El último cadáver "apareció" hace dos semanas. Sí, apareció. Porque en Nueva Orleans los cadáveres "aparecen". Alguien buscaba a su madre y no pudo encontrarla en un año. Y al remover los dolorosos escombros de una casa en la que la víctima se refugió como último escondite contra el agua, apareció un cuerpo, su cuerpo. O lo que queda de él. Esa mujer muerta hace el frío número 1.464. Mil cuatrocientas sesenta y cuatro personas es el balance total de muerte que el Katrina dejó en Luisiana. Por ahora.

Entradas del conjunto:
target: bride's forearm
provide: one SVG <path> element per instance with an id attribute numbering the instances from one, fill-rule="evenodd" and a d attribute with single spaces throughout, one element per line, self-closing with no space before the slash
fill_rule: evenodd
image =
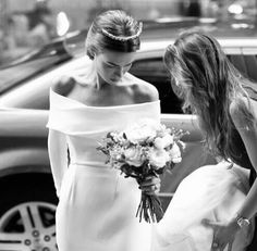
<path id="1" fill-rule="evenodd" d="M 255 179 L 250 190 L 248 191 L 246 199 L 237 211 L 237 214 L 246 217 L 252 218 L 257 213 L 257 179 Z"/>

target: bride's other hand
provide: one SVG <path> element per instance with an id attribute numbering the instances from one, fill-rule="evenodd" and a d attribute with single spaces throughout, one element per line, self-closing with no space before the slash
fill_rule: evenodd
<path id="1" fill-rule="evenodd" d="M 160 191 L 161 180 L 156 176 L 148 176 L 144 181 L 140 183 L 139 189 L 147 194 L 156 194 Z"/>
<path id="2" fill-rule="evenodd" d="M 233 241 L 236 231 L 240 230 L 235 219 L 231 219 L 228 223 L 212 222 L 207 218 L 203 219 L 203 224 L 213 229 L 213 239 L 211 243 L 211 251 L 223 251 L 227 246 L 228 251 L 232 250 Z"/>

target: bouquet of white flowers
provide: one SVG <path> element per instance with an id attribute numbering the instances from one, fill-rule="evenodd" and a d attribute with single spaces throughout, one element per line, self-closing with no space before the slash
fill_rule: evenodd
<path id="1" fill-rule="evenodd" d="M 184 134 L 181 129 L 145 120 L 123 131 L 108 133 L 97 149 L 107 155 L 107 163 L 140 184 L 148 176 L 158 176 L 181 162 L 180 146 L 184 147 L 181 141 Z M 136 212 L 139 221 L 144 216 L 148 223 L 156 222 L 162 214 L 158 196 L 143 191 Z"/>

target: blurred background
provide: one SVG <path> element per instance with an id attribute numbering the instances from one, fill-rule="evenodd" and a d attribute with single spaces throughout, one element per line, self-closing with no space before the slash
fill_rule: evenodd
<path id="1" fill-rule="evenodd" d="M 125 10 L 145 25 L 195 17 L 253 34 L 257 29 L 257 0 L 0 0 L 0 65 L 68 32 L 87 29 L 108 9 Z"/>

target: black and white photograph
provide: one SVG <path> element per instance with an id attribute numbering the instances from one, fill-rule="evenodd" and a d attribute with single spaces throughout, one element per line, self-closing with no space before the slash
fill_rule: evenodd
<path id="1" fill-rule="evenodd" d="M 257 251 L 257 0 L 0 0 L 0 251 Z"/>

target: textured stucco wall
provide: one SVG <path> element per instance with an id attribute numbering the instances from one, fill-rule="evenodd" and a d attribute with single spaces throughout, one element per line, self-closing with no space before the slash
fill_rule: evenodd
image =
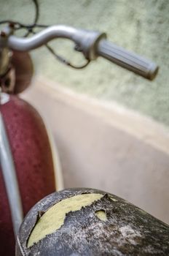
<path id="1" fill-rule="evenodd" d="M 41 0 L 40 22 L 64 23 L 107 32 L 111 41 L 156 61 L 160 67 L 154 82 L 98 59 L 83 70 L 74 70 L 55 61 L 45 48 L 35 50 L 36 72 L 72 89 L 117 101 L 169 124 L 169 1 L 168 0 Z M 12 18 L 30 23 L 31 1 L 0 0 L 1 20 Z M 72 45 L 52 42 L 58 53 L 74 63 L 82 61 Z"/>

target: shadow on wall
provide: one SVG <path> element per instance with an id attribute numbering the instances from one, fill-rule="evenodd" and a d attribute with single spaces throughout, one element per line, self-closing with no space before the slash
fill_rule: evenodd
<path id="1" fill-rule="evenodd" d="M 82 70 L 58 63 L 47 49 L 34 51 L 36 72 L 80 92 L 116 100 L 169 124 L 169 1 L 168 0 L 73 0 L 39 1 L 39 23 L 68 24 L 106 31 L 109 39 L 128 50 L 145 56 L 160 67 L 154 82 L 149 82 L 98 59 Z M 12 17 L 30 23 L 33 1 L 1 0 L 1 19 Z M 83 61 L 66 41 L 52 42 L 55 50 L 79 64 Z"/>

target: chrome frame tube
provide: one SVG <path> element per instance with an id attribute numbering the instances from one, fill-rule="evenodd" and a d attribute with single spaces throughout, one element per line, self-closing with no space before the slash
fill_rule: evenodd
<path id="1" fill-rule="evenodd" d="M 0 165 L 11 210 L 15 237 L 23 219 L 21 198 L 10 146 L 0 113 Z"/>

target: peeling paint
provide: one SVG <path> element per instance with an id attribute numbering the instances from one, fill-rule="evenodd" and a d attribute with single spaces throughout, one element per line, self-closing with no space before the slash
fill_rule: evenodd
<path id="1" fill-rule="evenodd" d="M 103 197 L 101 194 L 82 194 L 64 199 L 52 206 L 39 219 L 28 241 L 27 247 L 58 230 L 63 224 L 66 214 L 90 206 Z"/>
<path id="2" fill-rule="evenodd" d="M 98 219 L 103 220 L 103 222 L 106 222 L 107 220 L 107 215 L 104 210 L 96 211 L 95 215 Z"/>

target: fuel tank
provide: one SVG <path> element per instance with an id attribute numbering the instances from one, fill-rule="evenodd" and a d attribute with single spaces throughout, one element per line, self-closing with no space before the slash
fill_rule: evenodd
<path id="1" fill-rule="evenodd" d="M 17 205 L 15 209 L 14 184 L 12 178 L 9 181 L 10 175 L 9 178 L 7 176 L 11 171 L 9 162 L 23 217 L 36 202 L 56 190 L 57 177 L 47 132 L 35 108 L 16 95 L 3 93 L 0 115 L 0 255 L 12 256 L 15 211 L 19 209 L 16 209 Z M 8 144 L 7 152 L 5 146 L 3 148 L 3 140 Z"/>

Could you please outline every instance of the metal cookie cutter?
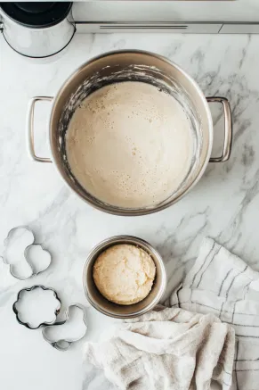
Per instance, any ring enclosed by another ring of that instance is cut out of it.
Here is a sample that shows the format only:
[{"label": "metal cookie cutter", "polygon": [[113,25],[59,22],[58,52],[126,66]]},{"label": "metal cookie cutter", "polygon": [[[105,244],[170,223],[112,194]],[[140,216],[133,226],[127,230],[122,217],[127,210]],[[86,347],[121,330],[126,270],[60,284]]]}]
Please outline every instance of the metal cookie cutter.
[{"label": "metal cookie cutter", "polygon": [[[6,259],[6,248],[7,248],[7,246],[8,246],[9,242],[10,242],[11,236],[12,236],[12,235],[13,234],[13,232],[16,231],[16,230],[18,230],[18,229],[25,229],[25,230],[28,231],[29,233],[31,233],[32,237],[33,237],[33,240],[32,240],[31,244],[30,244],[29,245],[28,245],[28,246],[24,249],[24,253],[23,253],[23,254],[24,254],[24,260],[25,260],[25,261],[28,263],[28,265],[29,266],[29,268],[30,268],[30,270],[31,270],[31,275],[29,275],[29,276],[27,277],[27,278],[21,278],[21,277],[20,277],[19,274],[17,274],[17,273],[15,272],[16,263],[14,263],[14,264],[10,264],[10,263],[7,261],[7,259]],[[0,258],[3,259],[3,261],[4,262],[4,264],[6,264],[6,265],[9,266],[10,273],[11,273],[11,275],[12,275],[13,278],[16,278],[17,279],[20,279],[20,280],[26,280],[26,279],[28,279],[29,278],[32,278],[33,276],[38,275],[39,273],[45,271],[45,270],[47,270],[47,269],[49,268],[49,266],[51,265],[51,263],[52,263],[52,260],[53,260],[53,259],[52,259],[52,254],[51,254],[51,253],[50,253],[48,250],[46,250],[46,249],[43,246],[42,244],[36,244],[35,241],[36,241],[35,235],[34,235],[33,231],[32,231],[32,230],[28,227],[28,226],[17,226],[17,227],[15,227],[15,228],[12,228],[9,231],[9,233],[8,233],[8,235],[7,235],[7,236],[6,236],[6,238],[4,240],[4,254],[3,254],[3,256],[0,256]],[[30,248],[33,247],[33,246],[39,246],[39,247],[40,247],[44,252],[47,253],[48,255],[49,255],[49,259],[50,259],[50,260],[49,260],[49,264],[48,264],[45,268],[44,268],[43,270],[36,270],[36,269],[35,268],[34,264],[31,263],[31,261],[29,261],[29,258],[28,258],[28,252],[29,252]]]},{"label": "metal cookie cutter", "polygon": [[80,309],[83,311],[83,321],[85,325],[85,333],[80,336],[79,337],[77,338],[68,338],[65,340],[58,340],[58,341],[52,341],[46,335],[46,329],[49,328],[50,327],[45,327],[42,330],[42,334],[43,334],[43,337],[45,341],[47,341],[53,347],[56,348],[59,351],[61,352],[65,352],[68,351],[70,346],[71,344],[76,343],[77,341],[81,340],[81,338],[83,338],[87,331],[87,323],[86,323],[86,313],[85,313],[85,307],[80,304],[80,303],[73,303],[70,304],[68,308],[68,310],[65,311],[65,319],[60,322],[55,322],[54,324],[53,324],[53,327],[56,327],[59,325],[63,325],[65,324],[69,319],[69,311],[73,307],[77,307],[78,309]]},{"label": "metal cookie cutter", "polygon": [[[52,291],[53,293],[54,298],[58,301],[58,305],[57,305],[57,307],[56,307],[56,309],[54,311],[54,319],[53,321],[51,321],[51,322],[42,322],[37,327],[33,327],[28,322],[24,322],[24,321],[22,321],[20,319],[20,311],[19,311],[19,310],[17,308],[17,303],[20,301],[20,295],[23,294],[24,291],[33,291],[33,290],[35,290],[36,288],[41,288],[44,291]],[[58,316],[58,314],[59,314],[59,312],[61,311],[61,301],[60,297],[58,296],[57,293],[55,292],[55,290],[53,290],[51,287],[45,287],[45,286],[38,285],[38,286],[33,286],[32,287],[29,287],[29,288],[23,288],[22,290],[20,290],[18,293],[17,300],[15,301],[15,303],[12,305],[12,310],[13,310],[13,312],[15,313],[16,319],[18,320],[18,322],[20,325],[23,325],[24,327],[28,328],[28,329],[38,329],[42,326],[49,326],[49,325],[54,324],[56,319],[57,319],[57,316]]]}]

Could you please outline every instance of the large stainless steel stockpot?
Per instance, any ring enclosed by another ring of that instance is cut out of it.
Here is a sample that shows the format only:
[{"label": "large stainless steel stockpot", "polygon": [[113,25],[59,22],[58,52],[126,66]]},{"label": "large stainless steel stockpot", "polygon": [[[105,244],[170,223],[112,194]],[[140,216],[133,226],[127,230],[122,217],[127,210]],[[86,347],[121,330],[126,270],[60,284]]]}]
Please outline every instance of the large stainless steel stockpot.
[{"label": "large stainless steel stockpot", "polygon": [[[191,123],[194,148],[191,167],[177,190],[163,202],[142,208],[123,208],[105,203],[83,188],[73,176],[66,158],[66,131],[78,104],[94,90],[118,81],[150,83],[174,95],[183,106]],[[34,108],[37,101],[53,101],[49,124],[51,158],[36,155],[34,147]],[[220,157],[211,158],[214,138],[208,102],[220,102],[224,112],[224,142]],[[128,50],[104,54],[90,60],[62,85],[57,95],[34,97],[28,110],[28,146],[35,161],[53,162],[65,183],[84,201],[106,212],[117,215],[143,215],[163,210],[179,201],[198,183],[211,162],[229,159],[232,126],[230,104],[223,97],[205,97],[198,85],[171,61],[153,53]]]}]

==

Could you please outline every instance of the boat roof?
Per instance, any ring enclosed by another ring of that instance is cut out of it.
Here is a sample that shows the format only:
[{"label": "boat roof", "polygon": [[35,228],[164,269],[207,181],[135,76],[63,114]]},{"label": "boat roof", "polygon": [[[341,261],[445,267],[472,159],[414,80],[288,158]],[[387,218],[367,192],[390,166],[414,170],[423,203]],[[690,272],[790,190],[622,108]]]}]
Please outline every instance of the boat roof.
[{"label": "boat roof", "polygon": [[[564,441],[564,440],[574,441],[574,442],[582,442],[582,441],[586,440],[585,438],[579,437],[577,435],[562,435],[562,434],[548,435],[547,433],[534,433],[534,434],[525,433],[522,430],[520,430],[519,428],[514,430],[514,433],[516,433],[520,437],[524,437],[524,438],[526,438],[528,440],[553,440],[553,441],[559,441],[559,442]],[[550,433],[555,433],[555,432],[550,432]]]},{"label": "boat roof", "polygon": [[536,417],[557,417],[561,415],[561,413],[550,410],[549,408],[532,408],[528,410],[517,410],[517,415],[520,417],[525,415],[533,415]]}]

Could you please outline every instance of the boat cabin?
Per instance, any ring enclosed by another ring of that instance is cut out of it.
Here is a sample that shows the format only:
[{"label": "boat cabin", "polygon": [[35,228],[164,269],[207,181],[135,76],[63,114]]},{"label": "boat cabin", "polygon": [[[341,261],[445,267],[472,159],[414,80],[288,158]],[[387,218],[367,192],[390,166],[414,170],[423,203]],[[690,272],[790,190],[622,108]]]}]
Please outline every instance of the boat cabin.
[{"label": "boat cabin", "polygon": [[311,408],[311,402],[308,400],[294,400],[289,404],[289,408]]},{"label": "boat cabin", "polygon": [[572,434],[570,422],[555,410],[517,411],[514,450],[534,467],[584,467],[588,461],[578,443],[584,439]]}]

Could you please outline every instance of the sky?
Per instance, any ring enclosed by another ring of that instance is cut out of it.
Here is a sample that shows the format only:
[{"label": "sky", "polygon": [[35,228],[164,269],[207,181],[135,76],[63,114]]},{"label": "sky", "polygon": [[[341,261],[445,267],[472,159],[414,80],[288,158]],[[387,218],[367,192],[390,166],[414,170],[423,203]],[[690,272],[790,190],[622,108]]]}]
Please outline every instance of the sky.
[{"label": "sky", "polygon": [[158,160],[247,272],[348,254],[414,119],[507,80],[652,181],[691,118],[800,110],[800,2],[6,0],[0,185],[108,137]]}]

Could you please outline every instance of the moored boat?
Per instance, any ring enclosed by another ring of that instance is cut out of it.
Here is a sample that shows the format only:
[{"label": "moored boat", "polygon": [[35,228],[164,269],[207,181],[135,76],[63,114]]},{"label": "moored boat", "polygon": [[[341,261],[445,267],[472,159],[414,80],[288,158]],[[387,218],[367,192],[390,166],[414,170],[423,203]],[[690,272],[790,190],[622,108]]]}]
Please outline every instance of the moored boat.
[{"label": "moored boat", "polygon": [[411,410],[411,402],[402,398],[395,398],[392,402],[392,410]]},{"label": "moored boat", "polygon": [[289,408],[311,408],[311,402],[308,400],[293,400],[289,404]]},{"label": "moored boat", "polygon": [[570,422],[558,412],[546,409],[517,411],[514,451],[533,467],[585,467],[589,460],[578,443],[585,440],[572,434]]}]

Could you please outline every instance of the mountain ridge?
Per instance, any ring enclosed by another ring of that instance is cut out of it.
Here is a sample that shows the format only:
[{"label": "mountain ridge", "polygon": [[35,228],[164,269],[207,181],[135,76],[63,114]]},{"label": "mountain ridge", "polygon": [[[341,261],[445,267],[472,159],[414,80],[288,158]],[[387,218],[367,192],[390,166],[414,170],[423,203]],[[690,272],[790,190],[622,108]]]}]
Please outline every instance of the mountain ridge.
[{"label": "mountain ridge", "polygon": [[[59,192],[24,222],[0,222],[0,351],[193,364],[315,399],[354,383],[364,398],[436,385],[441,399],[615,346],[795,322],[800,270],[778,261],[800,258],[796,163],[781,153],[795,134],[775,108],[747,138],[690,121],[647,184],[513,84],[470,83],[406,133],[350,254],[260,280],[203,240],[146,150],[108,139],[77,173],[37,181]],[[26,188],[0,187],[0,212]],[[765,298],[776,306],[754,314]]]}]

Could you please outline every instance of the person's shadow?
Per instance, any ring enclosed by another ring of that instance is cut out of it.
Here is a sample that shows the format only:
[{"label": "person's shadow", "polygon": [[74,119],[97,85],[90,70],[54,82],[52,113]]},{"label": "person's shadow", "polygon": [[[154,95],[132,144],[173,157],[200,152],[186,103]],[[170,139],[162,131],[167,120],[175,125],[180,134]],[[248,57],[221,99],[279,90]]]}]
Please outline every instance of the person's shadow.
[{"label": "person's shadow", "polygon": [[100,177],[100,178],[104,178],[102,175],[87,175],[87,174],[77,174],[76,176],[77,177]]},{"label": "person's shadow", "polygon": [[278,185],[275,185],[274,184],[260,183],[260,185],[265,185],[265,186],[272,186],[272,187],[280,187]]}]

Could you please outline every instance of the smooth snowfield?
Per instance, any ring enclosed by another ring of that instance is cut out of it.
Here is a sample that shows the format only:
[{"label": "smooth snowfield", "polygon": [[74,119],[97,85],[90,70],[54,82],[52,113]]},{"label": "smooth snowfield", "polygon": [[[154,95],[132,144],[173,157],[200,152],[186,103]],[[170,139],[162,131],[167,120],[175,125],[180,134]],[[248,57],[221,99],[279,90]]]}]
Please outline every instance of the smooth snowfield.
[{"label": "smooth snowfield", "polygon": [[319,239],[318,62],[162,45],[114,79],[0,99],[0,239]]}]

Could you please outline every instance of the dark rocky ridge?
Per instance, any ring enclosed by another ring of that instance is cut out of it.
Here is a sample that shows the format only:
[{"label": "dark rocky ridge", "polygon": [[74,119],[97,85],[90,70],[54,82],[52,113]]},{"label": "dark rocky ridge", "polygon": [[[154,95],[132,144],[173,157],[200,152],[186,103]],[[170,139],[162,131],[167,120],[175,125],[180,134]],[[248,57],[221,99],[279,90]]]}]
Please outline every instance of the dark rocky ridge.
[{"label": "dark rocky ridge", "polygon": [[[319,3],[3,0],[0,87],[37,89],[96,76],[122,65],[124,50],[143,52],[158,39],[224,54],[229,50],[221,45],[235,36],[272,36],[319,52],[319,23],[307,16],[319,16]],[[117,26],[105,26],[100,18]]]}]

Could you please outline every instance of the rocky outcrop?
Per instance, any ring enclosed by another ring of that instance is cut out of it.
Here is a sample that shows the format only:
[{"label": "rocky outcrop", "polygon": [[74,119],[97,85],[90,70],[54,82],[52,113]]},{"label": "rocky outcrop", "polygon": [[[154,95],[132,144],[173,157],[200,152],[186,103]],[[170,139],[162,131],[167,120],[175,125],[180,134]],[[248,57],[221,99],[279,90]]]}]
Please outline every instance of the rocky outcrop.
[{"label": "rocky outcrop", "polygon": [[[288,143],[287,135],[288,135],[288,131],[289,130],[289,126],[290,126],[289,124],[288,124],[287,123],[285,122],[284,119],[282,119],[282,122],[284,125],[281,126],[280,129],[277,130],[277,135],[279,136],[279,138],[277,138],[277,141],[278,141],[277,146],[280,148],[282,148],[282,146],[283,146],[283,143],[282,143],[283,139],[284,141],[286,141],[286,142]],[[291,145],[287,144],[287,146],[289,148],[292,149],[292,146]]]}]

* * *

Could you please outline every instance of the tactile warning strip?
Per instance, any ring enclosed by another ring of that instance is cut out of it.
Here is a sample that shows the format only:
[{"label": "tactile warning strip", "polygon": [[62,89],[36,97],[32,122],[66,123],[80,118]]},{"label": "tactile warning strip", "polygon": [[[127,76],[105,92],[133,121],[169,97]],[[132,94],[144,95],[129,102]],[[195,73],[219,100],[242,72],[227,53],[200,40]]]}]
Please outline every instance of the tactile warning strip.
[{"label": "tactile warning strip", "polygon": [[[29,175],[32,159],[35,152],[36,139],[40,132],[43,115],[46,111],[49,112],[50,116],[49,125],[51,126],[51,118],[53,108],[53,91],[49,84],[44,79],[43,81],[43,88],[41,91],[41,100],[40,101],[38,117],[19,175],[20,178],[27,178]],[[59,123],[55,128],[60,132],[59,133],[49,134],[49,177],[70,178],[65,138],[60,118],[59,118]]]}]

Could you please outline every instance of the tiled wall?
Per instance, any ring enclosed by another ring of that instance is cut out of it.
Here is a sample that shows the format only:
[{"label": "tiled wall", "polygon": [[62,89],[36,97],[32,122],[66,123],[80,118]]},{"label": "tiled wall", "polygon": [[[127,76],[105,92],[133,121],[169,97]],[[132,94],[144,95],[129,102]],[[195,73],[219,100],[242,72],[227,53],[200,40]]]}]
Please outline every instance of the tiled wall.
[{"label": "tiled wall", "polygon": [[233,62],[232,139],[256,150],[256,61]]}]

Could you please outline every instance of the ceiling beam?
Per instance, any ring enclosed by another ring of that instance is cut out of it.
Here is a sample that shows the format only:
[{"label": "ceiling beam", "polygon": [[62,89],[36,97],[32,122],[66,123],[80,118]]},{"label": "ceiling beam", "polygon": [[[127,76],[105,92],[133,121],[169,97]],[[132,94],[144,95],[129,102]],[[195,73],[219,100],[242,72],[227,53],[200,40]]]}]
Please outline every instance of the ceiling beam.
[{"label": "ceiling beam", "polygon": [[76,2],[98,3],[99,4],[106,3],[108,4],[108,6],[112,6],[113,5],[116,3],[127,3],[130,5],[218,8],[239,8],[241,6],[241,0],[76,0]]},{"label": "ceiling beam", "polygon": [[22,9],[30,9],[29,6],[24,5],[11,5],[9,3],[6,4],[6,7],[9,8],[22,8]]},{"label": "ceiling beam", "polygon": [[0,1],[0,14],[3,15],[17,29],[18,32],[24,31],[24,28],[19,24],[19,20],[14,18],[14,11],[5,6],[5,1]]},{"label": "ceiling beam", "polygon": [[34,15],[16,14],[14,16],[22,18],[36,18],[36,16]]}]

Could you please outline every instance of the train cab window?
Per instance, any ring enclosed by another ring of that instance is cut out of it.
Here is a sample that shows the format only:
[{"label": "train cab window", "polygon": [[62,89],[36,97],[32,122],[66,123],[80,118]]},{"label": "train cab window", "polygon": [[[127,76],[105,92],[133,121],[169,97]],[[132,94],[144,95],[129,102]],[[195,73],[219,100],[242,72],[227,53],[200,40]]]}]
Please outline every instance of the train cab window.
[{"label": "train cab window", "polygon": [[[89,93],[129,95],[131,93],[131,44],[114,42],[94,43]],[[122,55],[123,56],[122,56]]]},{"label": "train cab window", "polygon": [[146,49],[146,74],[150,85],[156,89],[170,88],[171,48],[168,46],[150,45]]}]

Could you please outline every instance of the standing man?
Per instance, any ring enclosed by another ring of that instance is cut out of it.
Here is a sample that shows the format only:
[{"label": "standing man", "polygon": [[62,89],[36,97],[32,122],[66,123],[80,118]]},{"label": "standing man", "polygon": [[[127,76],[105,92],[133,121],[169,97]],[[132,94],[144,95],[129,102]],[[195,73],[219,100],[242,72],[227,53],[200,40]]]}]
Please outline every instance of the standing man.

Enunciado:
Enumere en orden cada aparición de una forma del verbo «aparecer» en el texto sobre el Katrina, con las palabras que la acompañan.

Solución:
1. «El último cadáver "apareció"»
2. «Sí, apareció»
3. «los cadáveres "aparecen"»
4. «apareció un cuerpo»